- What is needed
Extract every line in the records below that contains the string "wristwatch", copying each line unchanged.

- Material for the task
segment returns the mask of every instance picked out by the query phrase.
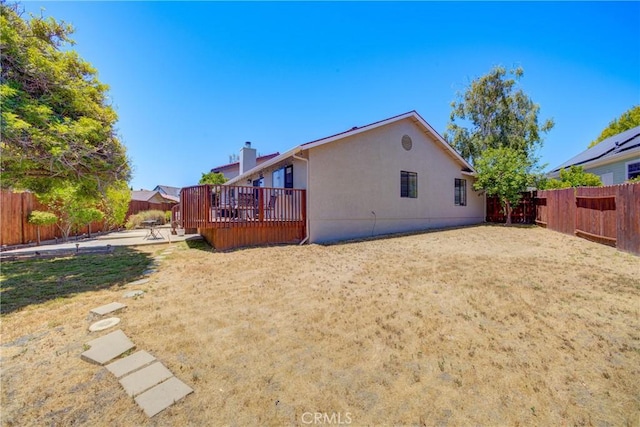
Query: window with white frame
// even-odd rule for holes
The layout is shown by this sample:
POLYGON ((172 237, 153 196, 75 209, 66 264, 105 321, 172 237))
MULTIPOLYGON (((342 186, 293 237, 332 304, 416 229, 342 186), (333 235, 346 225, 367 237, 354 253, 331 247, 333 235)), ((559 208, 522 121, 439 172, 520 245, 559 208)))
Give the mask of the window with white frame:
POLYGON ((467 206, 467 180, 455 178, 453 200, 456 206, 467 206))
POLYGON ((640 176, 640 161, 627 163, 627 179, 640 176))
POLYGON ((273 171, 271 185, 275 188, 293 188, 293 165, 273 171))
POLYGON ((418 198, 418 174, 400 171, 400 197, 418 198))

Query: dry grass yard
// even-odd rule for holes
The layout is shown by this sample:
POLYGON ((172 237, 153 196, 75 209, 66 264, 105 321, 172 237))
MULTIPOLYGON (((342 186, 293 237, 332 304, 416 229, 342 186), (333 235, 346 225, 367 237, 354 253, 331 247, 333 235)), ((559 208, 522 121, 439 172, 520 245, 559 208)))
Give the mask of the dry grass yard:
==
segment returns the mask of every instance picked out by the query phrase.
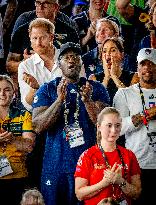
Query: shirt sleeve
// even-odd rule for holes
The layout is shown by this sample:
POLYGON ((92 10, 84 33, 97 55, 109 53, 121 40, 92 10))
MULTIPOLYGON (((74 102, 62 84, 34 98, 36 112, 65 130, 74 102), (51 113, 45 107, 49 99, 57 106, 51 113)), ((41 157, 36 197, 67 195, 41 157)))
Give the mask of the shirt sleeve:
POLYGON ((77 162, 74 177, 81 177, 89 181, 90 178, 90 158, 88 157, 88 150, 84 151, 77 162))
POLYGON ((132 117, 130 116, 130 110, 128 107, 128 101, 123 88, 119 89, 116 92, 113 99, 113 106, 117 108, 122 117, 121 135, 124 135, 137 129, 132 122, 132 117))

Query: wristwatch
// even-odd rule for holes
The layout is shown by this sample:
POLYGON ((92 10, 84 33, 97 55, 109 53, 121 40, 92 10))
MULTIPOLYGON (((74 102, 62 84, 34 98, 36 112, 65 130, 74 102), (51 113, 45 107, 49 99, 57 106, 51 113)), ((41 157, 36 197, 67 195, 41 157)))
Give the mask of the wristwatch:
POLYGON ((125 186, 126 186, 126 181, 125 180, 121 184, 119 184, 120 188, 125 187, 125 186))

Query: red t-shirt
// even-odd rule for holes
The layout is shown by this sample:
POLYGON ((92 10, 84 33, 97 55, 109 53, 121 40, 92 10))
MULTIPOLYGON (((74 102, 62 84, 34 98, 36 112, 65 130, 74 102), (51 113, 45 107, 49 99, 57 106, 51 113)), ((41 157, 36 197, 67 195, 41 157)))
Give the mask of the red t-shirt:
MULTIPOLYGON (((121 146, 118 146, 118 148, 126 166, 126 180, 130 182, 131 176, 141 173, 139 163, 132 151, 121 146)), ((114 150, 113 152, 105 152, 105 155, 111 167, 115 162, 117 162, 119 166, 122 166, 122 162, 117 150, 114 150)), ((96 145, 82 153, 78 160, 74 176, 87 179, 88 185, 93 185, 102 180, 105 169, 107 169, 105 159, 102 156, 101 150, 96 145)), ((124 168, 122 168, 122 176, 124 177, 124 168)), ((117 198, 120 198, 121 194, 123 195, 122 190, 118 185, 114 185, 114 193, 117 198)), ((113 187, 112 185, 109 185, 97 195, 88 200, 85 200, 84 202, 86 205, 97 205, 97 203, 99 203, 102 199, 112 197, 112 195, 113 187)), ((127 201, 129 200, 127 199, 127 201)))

- Written solution
Query: wristwatch
Give the mask of the wristwatch:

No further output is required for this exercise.